■ Work order:
With the line containing "road in the photo above." as the starting point, output every line of the data below through its final line, character for character.

(Beginning of Supplied material)

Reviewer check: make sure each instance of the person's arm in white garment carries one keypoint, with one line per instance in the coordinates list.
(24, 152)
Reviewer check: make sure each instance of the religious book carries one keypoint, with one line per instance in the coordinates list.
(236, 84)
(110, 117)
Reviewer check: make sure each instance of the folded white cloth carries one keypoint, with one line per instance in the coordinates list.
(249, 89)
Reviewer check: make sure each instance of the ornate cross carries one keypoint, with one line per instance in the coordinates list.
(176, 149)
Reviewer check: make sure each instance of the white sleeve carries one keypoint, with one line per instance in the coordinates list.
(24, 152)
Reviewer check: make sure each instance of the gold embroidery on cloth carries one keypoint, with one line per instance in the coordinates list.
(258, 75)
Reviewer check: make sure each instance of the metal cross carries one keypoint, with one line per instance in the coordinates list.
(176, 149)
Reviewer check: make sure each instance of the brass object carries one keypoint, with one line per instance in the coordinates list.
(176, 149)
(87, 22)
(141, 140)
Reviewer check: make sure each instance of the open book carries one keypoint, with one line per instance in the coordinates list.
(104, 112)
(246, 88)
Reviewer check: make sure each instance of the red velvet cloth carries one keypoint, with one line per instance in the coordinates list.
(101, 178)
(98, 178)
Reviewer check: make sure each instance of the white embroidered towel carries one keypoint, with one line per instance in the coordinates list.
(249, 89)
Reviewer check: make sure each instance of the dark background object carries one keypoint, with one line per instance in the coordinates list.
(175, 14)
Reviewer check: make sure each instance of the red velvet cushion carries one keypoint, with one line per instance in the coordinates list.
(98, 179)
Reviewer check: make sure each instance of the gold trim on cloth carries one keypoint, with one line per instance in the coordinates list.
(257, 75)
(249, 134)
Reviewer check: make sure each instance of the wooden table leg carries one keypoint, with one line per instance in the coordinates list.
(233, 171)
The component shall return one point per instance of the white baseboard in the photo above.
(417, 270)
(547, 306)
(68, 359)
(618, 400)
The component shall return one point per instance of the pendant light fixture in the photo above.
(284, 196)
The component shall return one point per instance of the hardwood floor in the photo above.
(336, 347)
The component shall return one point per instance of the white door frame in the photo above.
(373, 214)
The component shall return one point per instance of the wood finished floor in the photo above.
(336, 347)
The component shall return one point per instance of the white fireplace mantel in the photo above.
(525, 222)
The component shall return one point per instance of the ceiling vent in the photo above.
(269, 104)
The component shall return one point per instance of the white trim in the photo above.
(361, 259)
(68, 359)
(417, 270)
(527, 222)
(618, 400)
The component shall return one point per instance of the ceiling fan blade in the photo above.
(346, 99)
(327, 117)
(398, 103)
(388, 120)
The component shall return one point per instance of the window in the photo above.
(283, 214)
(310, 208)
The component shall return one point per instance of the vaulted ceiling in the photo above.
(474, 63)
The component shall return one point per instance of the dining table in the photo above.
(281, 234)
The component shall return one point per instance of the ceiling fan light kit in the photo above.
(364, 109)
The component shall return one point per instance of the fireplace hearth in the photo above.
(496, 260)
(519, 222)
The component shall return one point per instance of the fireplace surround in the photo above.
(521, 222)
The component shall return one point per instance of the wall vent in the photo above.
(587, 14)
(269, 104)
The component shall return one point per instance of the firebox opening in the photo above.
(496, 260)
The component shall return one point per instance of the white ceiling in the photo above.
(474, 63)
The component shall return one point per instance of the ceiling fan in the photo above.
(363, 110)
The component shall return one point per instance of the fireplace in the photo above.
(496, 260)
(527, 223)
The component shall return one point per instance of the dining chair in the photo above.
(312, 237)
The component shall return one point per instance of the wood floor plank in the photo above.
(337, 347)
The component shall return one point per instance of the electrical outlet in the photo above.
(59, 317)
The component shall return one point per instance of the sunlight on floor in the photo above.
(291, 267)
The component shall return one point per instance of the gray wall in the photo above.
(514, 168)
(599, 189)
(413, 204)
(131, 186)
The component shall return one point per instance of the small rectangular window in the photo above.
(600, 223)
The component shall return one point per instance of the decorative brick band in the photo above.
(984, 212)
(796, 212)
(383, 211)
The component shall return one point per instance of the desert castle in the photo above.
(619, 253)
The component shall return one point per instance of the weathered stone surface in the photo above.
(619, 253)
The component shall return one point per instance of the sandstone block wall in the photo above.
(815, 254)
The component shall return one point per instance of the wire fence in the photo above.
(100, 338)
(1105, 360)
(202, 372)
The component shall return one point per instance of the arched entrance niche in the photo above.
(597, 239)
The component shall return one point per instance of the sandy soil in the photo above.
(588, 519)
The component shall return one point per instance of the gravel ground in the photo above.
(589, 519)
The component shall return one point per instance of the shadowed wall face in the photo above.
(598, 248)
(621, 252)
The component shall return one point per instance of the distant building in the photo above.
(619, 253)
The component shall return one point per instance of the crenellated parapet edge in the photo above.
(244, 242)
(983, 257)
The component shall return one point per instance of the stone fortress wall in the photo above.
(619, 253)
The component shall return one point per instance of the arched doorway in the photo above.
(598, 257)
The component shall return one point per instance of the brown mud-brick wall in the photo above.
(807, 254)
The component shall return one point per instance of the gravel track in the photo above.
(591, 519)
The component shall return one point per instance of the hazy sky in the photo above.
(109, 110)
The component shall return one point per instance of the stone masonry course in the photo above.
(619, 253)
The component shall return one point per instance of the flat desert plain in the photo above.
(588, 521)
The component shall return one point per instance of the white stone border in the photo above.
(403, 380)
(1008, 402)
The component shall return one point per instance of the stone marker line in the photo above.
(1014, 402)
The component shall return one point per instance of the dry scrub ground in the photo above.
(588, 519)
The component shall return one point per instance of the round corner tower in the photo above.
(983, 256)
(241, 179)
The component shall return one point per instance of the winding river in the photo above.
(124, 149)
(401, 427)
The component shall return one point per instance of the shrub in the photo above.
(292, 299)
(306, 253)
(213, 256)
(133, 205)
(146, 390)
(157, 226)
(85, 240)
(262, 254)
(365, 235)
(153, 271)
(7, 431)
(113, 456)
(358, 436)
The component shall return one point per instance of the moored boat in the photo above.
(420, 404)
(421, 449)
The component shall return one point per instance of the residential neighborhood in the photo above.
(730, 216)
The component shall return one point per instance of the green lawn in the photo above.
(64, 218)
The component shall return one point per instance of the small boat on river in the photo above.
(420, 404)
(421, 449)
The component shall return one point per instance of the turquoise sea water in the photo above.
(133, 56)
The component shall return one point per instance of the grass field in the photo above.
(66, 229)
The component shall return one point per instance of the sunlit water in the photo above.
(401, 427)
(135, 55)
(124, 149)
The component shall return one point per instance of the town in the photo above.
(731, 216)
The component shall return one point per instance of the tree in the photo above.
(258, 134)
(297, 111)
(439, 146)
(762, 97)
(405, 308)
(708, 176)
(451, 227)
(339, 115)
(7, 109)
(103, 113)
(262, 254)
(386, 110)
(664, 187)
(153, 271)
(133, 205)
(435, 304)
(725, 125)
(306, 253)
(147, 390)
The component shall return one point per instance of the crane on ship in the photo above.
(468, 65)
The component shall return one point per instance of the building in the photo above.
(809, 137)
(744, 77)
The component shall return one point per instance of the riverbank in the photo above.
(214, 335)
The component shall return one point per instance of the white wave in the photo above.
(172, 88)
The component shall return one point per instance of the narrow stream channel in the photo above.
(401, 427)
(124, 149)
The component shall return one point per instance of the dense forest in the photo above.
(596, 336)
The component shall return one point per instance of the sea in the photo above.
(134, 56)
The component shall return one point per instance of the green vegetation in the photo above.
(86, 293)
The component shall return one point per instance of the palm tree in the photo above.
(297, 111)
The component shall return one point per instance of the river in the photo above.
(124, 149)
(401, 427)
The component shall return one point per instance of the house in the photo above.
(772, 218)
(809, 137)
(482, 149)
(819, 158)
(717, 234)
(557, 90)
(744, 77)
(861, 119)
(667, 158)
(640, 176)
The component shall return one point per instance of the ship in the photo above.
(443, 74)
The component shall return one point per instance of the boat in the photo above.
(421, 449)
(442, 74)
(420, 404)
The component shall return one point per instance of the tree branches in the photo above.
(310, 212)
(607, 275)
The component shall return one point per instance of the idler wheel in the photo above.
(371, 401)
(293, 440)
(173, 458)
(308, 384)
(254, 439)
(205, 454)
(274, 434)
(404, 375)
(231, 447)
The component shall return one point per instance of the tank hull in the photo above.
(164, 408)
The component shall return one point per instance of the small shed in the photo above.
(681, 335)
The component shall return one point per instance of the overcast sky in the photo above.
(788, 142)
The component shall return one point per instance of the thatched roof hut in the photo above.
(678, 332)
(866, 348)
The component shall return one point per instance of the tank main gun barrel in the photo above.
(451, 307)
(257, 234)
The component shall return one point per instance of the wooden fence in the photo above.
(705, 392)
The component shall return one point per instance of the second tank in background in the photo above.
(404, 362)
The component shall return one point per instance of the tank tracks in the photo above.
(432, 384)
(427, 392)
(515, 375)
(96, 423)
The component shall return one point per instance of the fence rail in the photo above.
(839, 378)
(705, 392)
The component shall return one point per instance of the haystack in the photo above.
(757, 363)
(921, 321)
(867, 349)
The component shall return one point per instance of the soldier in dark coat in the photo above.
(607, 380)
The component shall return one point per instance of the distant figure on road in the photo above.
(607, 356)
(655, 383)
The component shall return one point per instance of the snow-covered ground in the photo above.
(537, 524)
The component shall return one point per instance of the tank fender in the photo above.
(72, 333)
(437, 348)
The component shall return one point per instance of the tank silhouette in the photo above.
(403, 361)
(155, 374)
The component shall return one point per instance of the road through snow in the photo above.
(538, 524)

(End of Supplied material)

■ Written response:
The component shall return one point per instance of the distant figure on road in the photo above.
(607, 356)
(655, 383)
The component shall return one point per instance of the snow-covered ground in the photo above.
(537, 524)
The component shall return one point per instance of the tank fender in the photo above.
(72, 333)
(437, 348)
The component shall return one point per instance of the tank silhouette in the photo above.
(403, 361)
(155, 374)
The component shall return one point per instance of the road through snow in the photo above.
(538, 524)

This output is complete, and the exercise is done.